[Dataset entries]
************

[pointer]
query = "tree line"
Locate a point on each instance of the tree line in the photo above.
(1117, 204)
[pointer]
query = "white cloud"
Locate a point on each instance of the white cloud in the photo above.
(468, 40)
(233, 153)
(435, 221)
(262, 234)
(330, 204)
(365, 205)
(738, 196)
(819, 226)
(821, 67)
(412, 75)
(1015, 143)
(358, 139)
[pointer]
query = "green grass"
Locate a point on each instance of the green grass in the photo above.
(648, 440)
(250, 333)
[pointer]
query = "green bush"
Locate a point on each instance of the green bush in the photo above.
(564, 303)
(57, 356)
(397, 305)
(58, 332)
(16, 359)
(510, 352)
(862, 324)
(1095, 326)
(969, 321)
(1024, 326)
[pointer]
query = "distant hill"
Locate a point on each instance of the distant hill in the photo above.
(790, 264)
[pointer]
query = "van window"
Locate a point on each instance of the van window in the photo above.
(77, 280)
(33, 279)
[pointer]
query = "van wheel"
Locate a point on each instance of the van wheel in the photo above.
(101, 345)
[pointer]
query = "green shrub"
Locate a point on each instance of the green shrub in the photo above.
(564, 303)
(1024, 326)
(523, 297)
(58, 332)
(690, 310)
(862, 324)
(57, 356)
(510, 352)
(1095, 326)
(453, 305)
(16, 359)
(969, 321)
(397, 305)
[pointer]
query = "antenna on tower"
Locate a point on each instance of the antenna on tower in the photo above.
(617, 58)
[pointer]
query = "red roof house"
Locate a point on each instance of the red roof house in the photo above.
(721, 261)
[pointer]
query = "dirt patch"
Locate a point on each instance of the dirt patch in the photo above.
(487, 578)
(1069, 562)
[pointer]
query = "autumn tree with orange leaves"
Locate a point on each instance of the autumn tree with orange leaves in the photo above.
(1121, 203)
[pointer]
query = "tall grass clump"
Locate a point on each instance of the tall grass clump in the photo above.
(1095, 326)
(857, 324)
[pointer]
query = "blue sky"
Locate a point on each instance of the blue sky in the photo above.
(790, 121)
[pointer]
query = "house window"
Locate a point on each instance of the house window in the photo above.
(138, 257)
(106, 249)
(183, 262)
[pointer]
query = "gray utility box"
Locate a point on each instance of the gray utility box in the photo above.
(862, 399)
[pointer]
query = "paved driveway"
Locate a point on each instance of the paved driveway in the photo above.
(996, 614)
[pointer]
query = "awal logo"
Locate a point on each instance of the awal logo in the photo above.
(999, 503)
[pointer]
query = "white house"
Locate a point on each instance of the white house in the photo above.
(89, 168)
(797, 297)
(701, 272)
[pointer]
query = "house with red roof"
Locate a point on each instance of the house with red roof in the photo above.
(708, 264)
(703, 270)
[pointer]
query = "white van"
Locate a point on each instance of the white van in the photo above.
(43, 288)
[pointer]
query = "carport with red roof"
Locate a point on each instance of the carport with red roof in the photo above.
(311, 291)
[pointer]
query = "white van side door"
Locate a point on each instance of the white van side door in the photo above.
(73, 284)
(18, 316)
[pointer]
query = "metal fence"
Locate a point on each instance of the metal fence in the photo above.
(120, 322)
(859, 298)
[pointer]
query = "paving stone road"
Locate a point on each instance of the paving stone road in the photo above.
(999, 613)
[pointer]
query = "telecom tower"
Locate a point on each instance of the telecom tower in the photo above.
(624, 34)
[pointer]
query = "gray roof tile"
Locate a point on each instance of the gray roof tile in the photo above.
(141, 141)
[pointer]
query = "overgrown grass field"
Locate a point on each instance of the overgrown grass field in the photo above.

************

*INSTRUCTIONS TO FOLLOW*. Write all the records out again. Nothing may differ from the original.

*WRITTEN ANSWER*.
[pointer]
query = "tree line"
Locate a point on each instance of the tree line in the photo above.
(1117, 204)
[pointer]
query = "white cloud"
Locate a point on each instance of the white cloud in the photo above.
(468, 40)
(233, 153)
(435, 221)
(262, 234)
(330, 204)
(365, 205)
(738, 196)
(819, 226)
(821, 67)
(412, 75)
(1015, 143)
(358, 139)
[pointer]
query = "green grass"
Locate a point on each instance of the green grass in the photo above.
(648, 440)
(250, 333)
[pointer]
query = "green bush"
Locate a point on each instance of the green bush in the photo above.
(564, 303)
(57, 356)
(397, 305)
(58, 332)
(16, 359)
(510, 352)
(862, 324)
(1095, 326)
(969, 321)
(1024, 326)
[pointer]
query = "distant hill"
Locate a point on each instance of the distant hill in the photo above.
(790, 264)
[pointer]
query = "van window"
Locate a point on each instance of the van window in the photo above.
(77, 280)
(33, 279)
[pointer]
query = "van wheel"
Locate a point on each instance of the van wheel in the photo above.
(101, 345)
[pointer]
query = "green shrub"
Locate a point on each instance of the green shrub in the photo above.
(564, 303)
(1024, 326)
(523, 297)
(58, 332)
(690, 310)
(862, 324)
(57, 356)
(510, 352)
(1095, 326)
(453, 305)
(16, 359)
(969, 321)
(397, 305)
[pointer]
query = "antenna on tower"
Locate a point on each instance of the antenna on tower in the photo above.
(617, 58)
[pointer]
query = "red roof house"
Locate a point on each instance of the red roof house in the photo above.
(721, 261)
[pointer]
query = "dirt patch"
Locate a point on each instance of the dirt patch in the photo above.
(487, 578)
(1069, 562)
[pointer]
query = "autumn tree with orange leaves"
Locate a point on each instance of the autumn tree with orange leaves in the photo above.
(1121, 203)
[pointer]
query = "tall grass clump"
Locate a point on each instance of the tall grass clump in the photo above.
(1095, 326)
(857, 324)
[pointer]
query = "blue sky"
Locate a point on each instance of the blue sky in the photo above.
(790, 121)
[pointer]
query = "house window"
Locate a point on each instance of the house window in the photo above.
(138, 257)
(106, 249)
(183, 262)
[pointer]
query = "gray utility box"
Locate a point on each instance of the gray utility box in the photo above.
(862, 399)
[pointer]
query = "paved driveway"
Locate a point on each instance of the paved driveway in the photo above.
(996, 614)
[pointer]
query = "awal logo"
Locate a point on each instance of the awal logo in the photo above.
(999, 503)
[pointer]
query = "white house"
Locate a point on each instance of the white house in the photo above.
(89, 168)
(797, 297)
(701, 272)
[pointer]
query = "house with red roof"
Locate a point on each instance of the house with red roof in the photo above.
(708, 264)
(703, 270)
[pointer]
query = "white van"
Locate a point on each instance of the white van in the photo above.
(43, 288)
[pointer]
query = "carport with red roof"
Locate a point on each instance of the carport with red roof in the photo above.
(311, 291)
[pointer]
query = "white van side door"
Locate a point on each instance of the white van side door in the photo above.
(73, 284)
(18, 316)
[pointer]
query = "metal fence"
Locate a point on each instance of the metal fence in the photo above.
(120, 322)
(859, 298)
[pointer]
query = "paving stone road"
Locate a point on each instance of the paving stone road in the photo above.
(999, 613)
[pointer]
query = "telecom tower"
Locate a point on each instance of the telecom tower in the photo above.
(624, 34)
[pointer]
query = "gray roof tile"
Locate a point on each instance of the gray roof tile in the photo above.
(141, 141)
[pointer]
query = "overgrown grass field"
Locate a point on each instance of the overgrown grass field in the photo above.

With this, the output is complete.